Alexis, Nadège, Nadia, Solal et Fatima sont noirs ou arabes. Ils témoignent de la façon dont leurs familles leur ont appris à éviter tout contact avec les forces de l'ordre, et comment ils transmettent cela aux plus jeunes.

Article rédigé par Elise Lambert
France Télévisions
Publié Mis à jour
Temps de lecture : 10 min
Confrontées aux contrôles au faciès, de nombreuses familles enseignent à leurs enfants comment se comporter face aux forces de l'ordre. (PIERRE-ALBERT JOSSERAND / FRANCEINFO)

"J'enlève ma capuche, les mains de mes poches, je fais attention à ma démarche, à ne pas faire remarquer ma couleur de peau." A chaque fois qu'Alexis* se retrouve seul dans la rue, la nuit, et qu'il voit une voiture de police arriver, son corps se raidit. Cet étudiant noir de 21 ans, qui vit à Reims (Marne), n'a jamais été témoin de violences policières semblables à celles qu'ont subies Adama Traoré ou Théo Luhaka, mais il sait que cela peut arriver. Cela peut lui arriver. En 2017, le Défenseur des droits, Jacques Toubon, rappelait qu'en France, les jeunes hommes "perçus comme noirs ou arabes" ont "une probabilité 20 fois plus élevée que les autres d'être contrôlés" par les forces de l'ordre et de vivre "des relations plus dégradées".
* * * * * * * * *
## ÉNONCÉ ÉCRIT 1
Extrayez toutes les lignes ci-dessous qui contiennent le mot « bell ».

(Lignes du jeu de données de pointage d'objets)
* * * * * * * * *
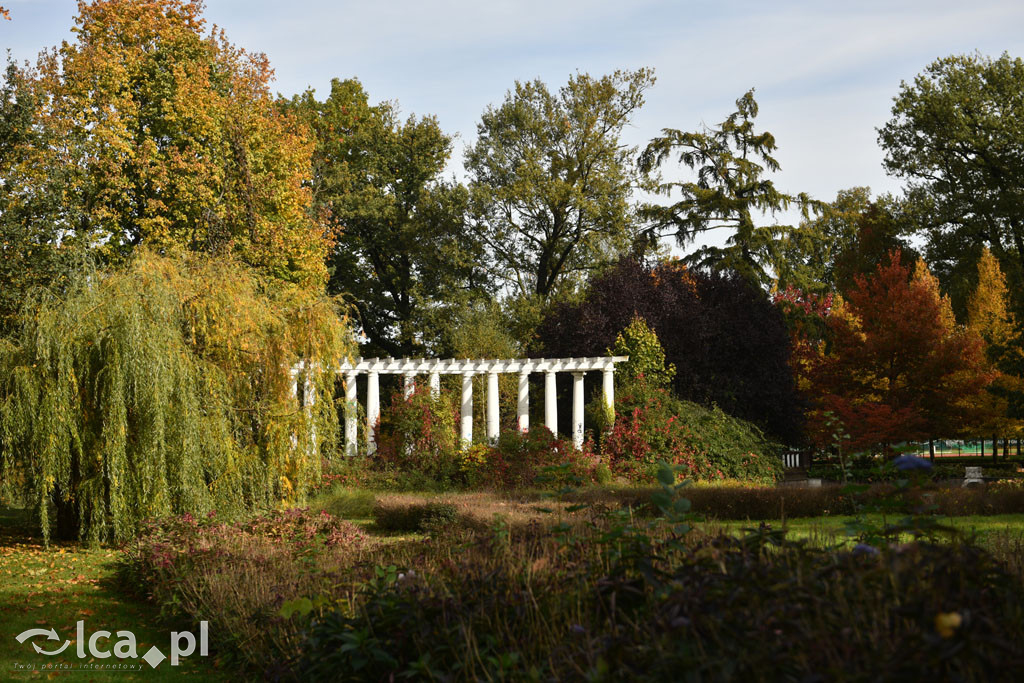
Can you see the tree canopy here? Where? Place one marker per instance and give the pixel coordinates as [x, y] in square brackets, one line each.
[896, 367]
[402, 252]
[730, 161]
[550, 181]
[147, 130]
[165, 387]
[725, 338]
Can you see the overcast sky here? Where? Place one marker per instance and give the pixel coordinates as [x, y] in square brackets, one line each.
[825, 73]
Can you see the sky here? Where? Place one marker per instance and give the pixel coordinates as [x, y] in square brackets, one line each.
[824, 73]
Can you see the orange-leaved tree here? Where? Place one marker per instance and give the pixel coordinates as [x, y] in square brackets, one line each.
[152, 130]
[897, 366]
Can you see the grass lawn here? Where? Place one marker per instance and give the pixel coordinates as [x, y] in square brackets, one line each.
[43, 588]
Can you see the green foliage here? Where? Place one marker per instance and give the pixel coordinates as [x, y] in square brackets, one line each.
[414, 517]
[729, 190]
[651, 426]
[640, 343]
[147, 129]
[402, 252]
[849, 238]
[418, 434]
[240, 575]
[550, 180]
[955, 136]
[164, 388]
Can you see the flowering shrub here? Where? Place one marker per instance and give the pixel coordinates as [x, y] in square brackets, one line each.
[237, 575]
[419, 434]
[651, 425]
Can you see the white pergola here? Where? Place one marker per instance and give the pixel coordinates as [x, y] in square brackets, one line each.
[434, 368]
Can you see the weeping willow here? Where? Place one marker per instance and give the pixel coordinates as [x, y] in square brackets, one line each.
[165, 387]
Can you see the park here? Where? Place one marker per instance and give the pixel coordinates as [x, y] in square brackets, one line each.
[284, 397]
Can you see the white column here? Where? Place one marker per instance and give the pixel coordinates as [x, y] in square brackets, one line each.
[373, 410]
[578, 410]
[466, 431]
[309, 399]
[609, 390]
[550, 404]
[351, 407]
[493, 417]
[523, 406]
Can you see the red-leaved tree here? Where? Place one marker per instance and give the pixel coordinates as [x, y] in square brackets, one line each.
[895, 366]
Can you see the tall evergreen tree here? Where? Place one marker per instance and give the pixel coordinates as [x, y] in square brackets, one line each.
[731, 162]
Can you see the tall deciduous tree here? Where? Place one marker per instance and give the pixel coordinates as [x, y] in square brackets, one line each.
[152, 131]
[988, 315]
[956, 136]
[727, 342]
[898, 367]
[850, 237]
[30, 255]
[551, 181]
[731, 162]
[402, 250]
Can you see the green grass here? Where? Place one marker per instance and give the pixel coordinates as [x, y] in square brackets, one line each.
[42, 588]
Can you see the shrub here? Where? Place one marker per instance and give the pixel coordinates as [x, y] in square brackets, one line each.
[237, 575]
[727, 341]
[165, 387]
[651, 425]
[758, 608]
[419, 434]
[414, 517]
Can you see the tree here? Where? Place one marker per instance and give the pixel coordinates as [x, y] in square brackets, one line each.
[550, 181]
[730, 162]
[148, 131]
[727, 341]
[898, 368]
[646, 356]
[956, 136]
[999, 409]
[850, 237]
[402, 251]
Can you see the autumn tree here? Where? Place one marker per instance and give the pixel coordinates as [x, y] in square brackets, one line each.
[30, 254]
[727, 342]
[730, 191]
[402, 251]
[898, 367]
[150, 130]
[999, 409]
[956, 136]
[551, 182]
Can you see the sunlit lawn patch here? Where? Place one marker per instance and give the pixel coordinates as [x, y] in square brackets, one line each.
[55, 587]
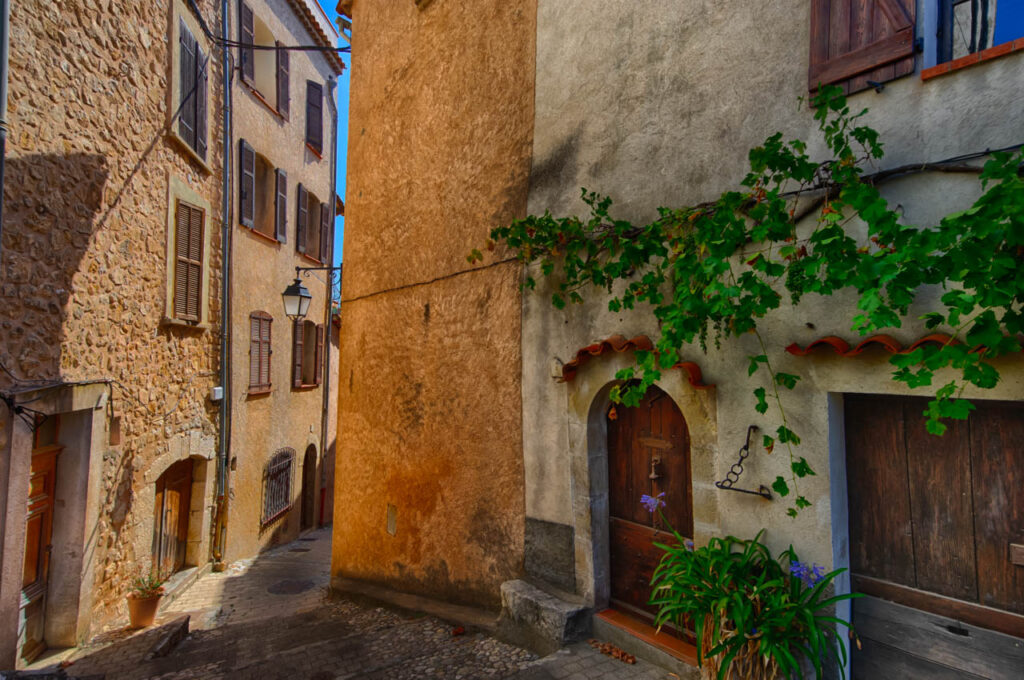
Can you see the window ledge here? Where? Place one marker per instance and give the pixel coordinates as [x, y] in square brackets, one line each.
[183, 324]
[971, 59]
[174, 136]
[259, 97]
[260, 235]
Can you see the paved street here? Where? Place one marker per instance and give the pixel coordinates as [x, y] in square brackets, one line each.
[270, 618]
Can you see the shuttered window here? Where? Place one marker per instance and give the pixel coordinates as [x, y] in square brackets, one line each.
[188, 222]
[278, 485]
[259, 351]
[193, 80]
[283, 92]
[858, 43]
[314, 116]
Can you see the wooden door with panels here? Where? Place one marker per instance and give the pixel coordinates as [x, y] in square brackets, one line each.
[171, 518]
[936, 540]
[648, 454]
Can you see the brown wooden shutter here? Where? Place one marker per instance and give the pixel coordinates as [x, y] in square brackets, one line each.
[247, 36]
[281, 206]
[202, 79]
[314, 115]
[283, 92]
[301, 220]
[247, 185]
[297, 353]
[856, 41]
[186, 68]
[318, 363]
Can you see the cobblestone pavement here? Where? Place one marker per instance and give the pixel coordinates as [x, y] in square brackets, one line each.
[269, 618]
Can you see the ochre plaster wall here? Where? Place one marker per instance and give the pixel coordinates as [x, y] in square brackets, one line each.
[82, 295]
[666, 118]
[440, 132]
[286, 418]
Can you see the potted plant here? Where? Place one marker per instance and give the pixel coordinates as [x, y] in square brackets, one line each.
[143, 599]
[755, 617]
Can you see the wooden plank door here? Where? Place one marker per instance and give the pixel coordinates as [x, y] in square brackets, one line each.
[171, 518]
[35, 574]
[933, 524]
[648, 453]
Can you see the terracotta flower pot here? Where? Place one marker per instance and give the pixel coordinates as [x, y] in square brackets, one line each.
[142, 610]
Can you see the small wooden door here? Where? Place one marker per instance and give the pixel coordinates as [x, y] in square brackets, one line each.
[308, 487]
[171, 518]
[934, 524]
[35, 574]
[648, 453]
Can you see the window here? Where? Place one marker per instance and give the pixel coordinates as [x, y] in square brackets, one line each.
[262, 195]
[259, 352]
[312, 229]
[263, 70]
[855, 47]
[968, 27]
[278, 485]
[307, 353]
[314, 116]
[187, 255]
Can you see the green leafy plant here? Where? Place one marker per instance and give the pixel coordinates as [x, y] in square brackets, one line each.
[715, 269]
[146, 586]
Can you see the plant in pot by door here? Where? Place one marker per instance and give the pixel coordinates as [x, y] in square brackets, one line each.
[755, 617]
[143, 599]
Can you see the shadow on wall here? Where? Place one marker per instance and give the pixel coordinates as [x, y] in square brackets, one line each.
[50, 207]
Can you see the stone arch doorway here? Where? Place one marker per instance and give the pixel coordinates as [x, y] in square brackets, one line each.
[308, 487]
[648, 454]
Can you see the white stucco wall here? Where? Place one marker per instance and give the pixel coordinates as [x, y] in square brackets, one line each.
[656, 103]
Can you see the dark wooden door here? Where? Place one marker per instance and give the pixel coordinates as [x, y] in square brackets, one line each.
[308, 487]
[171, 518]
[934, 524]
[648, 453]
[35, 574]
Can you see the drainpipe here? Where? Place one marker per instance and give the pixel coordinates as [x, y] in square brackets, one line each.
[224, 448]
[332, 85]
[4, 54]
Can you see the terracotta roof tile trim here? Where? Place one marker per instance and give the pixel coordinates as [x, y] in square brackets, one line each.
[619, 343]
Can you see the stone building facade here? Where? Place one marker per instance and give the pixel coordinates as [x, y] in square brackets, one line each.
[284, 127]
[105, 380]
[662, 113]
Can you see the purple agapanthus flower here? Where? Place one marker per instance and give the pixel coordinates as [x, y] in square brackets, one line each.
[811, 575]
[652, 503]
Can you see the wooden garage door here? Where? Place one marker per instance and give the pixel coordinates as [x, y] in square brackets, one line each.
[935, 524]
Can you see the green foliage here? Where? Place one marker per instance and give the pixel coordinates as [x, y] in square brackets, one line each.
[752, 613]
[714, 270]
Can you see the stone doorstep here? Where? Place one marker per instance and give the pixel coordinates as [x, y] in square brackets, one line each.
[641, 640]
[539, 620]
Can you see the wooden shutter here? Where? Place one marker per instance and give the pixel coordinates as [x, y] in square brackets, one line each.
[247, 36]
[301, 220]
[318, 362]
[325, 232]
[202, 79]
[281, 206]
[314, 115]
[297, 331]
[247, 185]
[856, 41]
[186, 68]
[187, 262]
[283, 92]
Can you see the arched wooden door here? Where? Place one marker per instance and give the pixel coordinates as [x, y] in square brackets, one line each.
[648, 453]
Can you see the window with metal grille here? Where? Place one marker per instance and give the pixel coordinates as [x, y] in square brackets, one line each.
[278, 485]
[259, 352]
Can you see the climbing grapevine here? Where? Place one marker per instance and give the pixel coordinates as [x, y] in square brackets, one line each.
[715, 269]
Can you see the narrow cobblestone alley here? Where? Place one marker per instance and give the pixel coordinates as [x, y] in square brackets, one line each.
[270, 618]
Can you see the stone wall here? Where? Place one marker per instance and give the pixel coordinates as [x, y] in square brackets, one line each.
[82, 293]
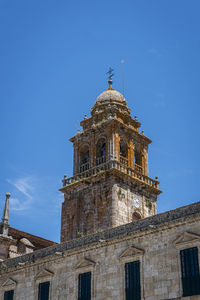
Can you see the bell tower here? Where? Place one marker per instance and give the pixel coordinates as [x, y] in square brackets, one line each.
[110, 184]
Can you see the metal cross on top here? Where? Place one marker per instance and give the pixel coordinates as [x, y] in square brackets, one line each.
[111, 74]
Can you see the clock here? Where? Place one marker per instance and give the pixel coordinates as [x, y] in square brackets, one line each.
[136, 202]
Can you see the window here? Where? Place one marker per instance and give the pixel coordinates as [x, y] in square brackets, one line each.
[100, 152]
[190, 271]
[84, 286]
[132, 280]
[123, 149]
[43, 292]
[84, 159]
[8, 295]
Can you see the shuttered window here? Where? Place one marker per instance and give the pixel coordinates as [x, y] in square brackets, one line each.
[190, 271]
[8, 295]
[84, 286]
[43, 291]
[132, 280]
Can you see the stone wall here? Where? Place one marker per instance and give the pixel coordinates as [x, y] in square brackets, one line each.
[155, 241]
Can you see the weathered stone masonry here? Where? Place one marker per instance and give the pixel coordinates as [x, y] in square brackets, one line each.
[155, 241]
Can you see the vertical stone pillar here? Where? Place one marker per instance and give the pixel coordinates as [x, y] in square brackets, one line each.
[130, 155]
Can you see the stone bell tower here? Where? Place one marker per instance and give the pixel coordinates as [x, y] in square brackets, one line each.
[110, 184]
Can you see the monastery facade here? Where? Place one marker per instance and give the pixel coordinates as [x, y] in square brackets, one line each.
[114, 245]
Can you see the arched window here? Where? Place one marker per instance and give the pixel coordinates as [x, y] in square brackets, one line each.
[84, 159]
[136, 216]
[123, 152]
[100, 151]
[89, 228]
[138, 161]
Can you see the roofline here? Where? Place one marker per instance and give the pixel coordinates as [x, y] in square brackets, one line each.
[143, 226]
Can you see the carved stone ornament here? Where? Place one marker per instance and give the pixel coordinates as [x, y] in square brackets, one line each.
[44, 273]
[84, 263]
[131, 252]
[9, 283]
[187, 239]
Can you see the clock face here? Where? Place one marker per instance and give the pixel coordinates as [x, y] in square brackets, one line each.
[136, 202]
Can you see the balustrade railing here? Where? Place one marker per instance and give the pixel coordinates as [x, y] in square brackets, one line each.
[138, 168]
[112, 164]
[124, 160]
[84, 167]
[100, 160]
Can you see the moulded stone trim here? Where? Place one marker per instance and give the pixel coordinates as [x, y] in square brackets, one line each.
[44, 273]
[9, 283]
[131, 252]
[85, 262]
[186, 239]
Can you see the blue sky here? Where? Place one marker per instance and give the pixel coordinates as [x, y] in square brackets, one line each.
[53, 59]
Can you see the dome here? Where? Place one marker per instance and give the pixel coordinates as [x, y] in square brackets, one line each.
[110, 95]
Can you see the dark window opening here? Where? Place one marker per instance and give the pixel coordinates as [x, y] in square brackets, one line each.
* * * * * * * * *
## ÉNONCÉ ÉCRIT 2
Traduisez en anglais cette phrase de l'extrait sur les contrôles au faciès : « Confrontées aux contrôles au faciès, de nombreuses familles enseignent à leurs enfants comment se comporter face aux forces de l'ordre. »

## RÉPONSE 1
Can you see the bell tower here? Where? Place one marker per instance and give the pixel coordinates as [x, y] in square brackets, one line each.
Can you see the stone bell tower here? Where? Place one marker per instance and give the pixel coordinates as [x, y] in square brackets, one line each.

## RÉPONSE 2
Faced with racial profiling stops, many families teach their children how to behave around law enforcement.